PASSAGE EXTRAIT ->
★ ★ ★ ★ ★ ★ ★
1 – A paru dans l’édition de 1730. (G.A.)

 

2 – On lisait encore dans l’édition de 1730 :

 

              « Après avoir mis sous les yeux du lecteur un petit abrégé de l’histoire qui sert de fondement à la Henriade, il semblerait qu’on dût, selon l’usage, donner ici une dissertation sur l’épopée, d’autant plus que le Père. Le Bossu a bien donné des règles pour composer un poème épique en grec ou en latin, mais non pas en français, et qu’il a écrit beaucoup plus pour les mœurs des anciens que pour les nôtres ; ordinaire défaut des savants qui connaissent mieux leurs auteurs classiques que leur propre pays, et qui, sachant Plaute par cœur, mais n’ayant jamais vu représenter une pièce de Molière, nous donnent pourtant des règles du théâtre.
★ ★ ★ ★ ★ ★ ★
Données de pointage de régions
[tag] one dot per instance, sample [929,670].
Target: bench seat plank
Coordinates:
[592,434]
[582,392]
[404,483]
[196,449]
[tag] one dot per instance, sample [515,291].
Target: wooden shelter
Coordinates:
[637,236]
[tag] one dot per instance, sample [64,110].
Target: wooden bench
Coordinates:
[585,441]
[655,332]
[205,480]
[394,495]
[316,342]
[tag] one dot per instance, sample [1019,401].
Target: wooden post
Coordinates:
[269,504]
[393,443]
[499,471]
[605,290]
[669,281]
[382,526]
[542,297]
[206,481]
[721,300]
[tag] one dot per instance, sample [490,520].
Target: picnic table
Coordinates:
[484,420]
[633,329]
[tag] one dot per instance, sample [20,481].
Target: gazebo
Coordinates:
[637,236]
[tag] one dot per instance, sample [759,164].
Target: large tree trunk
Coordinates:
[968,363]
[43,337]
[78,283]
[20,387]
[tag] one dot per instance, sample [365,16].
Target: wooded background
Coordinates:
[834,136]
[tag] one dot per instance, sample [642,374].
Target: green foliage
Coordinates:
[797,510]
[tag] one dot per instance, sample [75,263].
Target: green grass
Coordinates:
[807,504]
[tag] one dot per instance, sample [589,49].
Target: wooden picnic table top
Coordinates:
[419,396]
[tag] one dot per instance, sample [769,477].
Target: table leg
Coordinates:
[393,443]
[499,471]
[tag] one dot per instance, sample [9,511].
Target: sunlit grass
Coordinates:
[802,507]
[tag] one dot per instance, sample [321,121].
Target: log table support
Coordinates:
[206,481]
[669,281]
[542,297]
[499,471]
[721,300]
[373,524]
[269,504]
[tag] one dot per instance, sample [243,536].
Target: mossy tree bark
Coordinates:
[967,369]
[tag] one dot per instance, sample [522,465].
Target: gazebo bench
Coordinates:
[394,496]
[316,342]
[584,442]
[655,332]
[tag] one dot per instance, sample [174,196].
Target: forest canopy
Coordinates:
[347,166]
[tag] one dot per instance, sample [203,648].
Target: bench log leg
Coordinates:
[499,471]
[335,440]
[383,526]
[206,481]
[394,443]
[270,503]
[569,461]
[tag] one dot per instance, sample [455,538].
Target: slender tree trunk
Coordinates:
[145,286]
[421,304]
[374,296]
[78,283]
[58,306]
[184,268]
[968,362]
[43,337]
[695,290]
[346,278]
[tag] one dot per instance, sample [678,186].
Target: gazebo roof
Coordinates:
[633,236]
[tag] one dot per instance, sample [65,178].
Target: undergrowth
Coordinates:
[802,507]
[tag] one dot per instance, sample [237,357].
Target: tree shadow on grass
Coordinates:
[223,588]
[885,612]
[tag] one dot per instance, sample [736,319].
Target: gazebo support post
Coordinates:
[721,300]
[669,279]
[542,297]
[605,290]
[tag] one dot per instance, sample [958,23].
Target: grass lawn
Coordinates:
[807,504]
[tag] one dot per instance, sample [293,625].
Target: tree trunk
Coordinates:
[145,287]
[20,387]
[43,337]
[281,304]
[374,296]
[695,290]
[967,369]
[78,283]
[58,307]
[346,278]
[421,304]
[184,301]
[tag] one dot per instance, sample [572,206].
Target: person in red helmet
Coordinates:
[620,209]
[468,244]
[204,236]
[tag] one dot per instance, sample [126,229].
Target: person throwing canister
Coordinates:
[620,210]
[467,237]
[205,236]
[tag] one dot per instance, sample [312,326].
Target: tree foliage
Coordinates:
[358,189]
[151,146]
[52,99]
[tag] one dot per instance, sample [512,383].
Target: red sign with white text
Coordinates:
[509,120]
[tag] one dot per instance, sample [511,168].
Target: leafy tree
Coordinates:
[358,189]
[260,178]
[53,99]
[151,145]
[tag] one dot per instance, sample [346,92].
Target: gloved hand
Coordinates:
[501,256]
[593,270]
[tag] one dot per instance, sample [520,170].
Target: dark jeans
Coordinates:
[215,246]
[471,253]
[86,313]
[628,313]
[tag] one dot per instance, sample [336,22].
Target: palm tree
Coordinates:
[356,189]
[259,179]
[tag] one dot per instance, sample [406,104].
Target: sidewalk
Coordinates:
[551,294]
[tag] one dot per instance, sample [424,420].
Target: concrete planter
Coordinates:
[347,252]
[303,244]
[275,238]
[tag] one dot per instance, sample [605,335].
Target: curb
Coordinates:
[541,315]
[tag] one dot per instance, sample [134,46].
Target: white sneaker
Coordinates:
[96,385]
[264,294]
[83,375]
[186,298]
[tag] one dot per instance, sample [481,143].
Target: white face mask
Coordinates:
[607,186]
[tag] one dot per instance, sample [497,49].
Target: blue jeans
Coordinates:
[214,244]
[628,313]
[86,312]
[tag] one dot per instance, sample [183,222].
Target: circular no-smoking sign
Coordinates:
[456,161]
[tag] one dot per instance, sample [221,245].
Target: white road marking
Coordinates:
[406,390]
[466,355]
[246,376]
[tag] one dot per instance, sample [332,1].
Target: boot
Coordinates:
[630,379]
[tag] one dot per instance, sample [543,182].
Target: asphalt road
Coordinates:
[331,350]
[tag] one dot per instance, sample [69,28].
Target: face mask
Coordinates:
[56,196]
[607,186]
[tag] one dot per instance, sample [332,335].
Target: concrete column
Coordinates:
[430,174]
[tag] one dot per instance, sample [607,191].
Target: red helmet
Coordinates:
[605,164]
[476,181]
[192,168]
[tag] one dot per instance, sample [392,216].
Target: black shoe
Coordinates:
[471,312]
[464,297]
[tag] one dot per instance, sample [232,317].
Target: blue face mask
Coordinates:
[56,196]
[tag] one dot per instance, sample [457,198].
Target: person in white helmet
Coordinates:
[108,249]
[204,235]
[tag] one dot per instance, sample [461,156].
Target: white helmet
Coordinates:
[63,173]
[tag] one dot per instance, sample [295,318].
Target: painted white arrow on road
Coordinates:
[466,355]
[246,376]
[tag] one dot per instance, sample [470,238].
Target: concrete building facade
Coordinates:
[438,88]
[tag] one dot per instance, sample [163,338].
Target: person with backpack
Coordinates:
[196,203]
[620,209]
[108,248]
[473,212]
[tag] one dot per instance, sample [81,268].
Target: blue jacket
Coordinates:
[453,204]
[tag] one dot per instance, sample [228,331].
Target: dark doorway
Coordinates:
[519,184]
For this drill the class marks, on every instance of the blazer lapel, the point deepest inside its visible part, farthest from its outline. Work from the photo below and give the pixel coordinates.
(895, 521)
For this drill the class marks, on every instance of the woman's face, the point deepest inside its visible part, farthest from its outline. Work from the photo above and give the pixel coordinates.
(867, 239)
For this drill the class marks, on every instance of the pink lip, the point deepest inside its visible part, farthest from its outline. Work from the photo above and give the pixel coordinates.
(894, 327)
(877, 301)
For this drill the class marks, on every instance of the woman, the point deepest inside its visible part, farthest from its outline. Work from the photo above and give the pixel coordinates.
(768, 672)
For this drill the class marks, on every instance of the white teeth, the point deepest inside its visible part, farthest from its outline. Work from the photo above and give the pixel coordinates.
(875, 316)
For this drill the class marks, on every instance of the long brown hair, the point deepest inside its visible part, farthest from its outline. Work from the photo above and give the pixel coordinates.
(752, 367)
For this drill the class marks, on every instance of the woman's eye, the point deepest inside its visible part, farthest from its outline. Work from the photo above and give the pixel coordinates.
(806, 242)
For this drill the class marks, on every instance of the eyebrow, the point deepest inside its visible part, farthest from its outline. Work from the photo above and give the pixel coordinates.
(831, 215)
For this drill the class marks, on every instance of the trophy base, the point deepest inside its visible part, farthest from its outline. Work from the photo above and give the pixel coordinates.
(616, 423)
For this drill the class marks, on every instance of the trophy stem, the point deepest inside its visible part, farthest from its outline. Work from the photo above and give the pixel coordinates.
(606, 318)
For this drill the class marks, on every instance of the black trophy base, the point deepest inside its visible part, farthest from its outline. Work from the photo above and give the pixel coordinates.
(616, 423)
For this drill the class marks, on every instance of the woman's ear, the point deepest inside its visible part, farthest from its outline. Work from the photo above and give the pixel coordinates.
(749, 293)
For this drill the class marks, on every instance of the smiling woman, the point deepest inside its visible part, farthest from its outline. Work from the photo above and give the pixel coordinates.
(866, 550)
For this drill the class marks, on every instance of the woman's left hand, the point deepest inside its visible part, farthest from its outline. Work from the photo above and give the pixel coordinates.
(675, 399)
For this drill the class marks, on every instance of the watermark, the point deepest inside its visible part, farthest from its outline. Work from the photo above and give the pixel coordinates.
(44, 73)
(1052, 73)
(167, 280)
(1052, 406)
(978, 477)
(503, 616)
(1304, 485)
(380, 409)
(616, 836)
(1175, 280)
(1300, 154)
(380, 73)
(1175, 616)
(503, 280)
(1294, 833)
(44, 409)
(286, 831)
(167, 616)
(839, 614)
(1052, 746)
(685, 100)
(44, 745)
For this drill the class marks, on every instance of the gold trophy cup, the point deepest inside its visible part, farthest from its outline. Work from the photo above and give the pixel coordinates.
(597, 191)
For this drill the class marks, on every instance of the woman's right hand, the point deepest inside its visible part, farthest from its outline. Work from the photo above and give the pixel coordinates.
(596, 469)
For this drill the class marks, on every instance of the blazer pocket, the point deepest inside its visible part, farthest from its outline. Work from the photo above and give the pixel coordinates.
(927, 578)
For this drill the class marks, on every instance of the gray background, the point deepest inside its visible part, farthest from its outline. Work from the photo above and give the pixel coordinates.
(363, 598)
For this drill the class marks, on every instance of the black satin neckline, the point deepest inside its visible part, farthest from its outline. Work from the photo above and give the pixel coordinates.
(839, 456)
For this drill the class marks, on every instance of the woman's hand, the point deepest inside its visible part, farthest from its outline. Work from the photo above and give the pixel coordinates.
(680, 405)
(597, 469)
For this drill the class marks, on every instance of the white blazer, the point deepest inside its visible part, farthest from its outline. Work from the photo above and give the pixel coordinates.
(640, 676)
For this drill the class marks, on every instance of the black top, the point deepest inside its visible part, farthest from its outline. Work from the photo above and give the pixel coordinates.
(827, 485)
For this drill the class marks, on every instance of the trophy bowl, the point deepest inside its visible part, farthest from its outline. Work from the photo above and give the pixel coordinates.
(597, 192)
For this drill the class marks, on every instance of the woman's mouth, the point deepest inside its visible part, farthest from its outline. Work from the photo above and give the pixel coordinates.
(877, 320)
★ ★ ★ ★ ★ ★ ★
CONSIGNES DE L'EXERCICE ->
**A)** D'après le passage extrait, dans quelles langues Le Bossu a-t-il donné des règles pour composer un poème épique ?
**B)** Recopiez le passage extrait depuis « 2 – On lisait » jusqu'à « règles du théâtre. » inclus.
Appuyez-vous uniquement sur le passage extrait.

RÉPONSES DE L'ACTIVITÉ ->
**A)** En grec ou en latin, mais non pas en français.

**B)**
2 – On lisait encore dans l’édition de 1730 :

 

              « Après avoir mis sous les yeux du lecteur un petit abrégé de l’histoire qui sert de fondement à la Henriade, il semblerait qu’on dût, selon l’usage, donner ici une dissertation sur l’épopée, d’autant plus que le Père. Le Bossu a bien donné des règles pour composer un poème épique en grec ou en latin, mais non pas en français, et qu’il a écrit beaucoup plus pour les mœurs des anciens que pour les nôtres ; ordinaire défaut des savants qui connaissent mieux leurs auteurs classiques que leur propre pays, et qui, sachant Plaute par cœur, mais n’ayant jamais vu représenter une pièce de Molière, nous donnent pourtant des règles du théâtre.